Text segment:
********

And That’s the Way it Was

The home internet isn’t great, but, in truth, it’s been worse. Still, at 8:55 AM, I pack my up my laptop and head for the country store five minutes away.
I know I’m really after something more than WiFi.
Saturday morning is sunny, the cool air a reminder of a vicious storm the night before. Our south-facing, earth-sheltered house escapes the effects of even the worst winds. If not for last night’s pink lightning and intensifying winds following me and Thing1 home from the Tux shop, seemingly targeting us for annihilation, I would only note a few left-over rain drops minimizing the late spring fire hazard that threatens after the snow melts and the trees are still naked.
I hit the radio button but promptly turn down the volume as I head out our long, rocky driveway. A grouse family now lives at the top of the driveway. The territorial ‘dad’ often tries to flutter inside or attack the car, so I listened for him instead of for news .
The county store is quiet when I arrive. The first round of coffee-klatchers has already been by, sharing farming and turkey hunting gossip before abandoning the gingham oilcloth covered roundtable behind the register. I grab a seat by the deli so I can enjoy the smells of frying and baking and enjoy a view of the giant antique roll top desk and the window.
“I’m operating on four hours of sleep.” The store’s matriarch sits at the desk going through bills. She stops to prop her elbow on the desk and her head with its crown of silver-white hair on her hand. I rarely see her sit, let alone sit without moving. Normally she’s brightly chatting with coffee-breakers while answering questions about where the restroom is and if she carries a certain kind of ammo as she manages the paperwork.
“Tommy has a tree on his house, so I switched with him today,” she says.
It’s my first news of the day. Coming from the Midwest where tornado warnings regularly accompany summer storms, I’d rushed to get us home Friday night. The storm moved over our mountain and river so quickly that I’d laughed at my fears. Last night fears were realized for other people, however.

********

Data excerpt:

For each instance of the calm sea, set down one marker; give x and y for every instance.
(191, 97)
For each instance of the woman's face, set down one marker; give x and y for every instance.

********

Please carry on the essay about the morning at the country store after the storm, starting right after its last sentence.

Another store regular strides past the register and round table to the hunting license counter to use the phone.
“Are you out, Margie?” the owner asks.
“We are and so’s the Pipers.” The new arrival’s sweatshirt is wet down the front, her hair is wild. “Mark had to chainsaw a tree across the drive so I could get out. Have you seen any power trucks yet?”
“A few went by, but I think they were headed up into Sandgate,” the owner answers. She looks at me. “Are you out on your road?”
“No,” I answered. “I thought the town had power.”
“The east side does apparently, but everything’s out above the notch,” she says. “Cambridge is even worse.” Cambridge, NY, the next town over from Arlington, VT is where Tommy lives.
Margie dials the power company and reports outages for herself and for neighbors she’s already checked in on before driving down her mountain. The store owner asks if they need any other help, but Margie smiled and shook her head no.
She heads out the door as the red-headed son of our plow guy saunters in. Not too long out of high school, he already has his own landscaping business. He also asks Margie if anyone on her road needs any chainsawing, and I think how unfairly the popular culture maligns kids of his generation.
Margie left. The young man grabs a coffee and a chair, telling us which neighbors have power or trees down on houses or cars. A store employee, a student at the local community college, comes from behind the deli to sit and nervously tell us about a tree on her grandfather’s car. The young man offers his help and leaves.
A few customers from Cambridge filter in. They tell us they think they were hit by a tornado, rapidly recounting moments spent huddling in mobile home bathrooms and later chainsawing trees to get out front doorways. Their voices pitch higher as they remember the panic, illustrating the magnitude of the storm more fully than any news reel.
Over the next hours, more regulars file in and out, making their calls to power and phone companies. The store owner always asks do they need help. They regularly answer with inquiries about her house. Other self-employed landscaping guys stop by for coffee breaks.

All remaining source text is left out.